• EXCERPTED PASSAGE:
— begin —
Rather grim and joyless tale from writer / director Andrew Dominik,
starring Brad Pitt and Casey Affleck. There are powerful performances from the
leads and a talented cast of players, but the real star is Roger Deakins'
cinematography, and it is just as well that the film looks and sounds
beautiful, because there is little to admire in any of the characters, despite
what are clearly skilled performances. No doubt, this can be considered a suitably
accurate portrayal, but does it make for rewarding viewing and a positive audience
reaction? Setting aside the ability of Hollywood to repeatedly cast gangsters
as colourful rogues, or at best, misunderstood or conflicted, rather than the
killers and thieves that they are, there is still no-one here to root for, so
when this or that character meets his end from time to time, don't be surprised
to feel little but an abstract curiosity about the mechanics.
As the film rolls on into another hour, even Mr. Deakins' beautiful
pictures lose their ability to redeem the unrelieved uniformity of the pacing,
and when there is an injection of tension at the promised conclusion, the
discovery that this was not the end, but only an end was, for me, a
disappointment. It is easy to admire style, but for true enjoyment, there must
be substance, conflict, emotion. Where these are attempted by this story, it
usually misses the target, and the surfeit of moodiness and brooding disquiet
becomes wearing after a while.
— end —
• SOURCE MATERIAL:
— begin —
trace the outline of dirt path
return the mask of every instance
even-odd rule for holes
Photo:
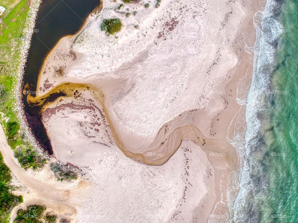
— end —
• EXERCISE TASKS:
1) From the film review, extract the stretch from "As the film" through "after a while.".
2) List every person the film review mentions by name.
3) Give what comes next in the film review, starting after its final sentence.
The material has no connection to the film review.

• FINAL RESULTS:
1)
As the film rolls on into another hour, even Mr. Deakins' beautiful
pictures lose their ability to redeem the unrelieved uniformity of the pacing,
and when there is an injection of tension at the promised conclusion, the
discovery that this was not the end, but only an end was, for me, a
disappointment. It is easy to admire style, but for true enjoyment, there must
be substance, conflict, emotion. Where these are attempted by this story, it
usually misses the target, and the surfeit of moodiness and brooding disquiet
becomes wearing after a while.

2)
Andrew Dominik
Brad Pitt
Casey Affleck
Roger Deakins

3)
The script is unremarkable, and few of the cast are given much to do
beyond spitting out some western stereotypes in a studied drawl. In the end, it
seems reasonable that we take from the piece that the old west was a cruel and
dangerous place, with more than its fare share of cruel, dangerous and greedy
individuals, unwilling to make their way in the world through honest toil, and
unwilling to respect the lives and property of others, but watching them kill
each other for 160 minutes, no matter how beautifully filmed, is not an
edifying experience.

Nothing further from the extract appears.